▶ **Written problem**:
Rewrite the material below, changing every "instance" to "object" and keeping everything else the same.

▶ **Available records**:
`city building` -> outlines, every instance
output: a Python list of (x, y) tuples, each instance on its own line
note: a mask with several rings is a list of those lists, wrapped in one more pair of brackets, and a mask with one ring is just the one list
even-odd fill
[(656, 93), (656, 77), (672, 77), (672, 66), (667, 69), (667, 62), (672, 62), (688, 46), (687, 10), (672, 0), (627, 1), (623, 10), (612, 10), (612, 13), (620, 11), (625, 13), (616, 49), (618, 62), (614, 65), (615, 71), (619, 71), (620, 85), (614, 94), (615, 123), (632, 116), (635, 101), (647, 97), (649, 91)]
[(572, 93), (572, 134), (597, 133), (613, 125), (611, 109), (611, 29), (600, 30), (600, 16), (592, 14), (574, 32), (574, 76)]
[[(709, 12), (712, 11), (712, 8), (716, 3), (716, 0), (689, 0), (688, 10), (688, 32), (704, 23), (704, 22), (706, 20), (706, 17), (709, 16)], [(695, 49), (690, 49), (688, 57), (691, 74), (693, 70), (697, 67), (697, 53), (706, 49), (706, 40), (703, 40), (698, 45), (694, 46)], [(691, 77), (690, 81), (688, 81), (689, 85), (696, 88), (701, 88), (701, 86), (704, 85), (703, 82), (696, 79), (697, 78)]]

▶ **Written solution**:
`city building` -> outlines, every object
output: a Python list of (x, y) tuples, each object on its own line
note: a mask with several rings is a list of those lists, wrapped in one more pair of brackets, and a mask with one ring is just the one list
even-odd fill
[(656, 93), (656, 77), (672, 77), (672, 66), (667, 69), (667, 62), (672, 62), (688, 46), (687, 10), (672, 0), (627, 1), (623, 10), (612, 10), (612, 13), (620, 11), (625, 13), (616, 49), (618, 62), (614, 65), (615, 71), (619, 71), (620, 85), (614, 94), (615, 123), (632, 116), (635, 101), (647, 97), (649, 91)]
[(572, 93), (572, 134), (597, 133), (613, 125), (611, 109), (611, 29), (600, 30), (600, 16), (592, 14), (574, 32), (574, 76)]
[[(709, 12), (712, 11), (712, 8), (716, 3), (716, 0), (689, 0), (688, 10), (688, 32), (704, 23), (704, 22), (706, 20), (706, 17), (709, 16)], [(695, 49), (690, 49), (688, 57), (691, 74), (693, 70), (697, 67), (697, 53), (706, 49), (706, 40), (703, 40), (698, 45), (694, 46)], [(691, 77), (690, 81), (688, 81), (689, 85), (696, 88), (701, 88), (701, 86), (704, 85), (703, 82), (696, 79), (697, 78)]]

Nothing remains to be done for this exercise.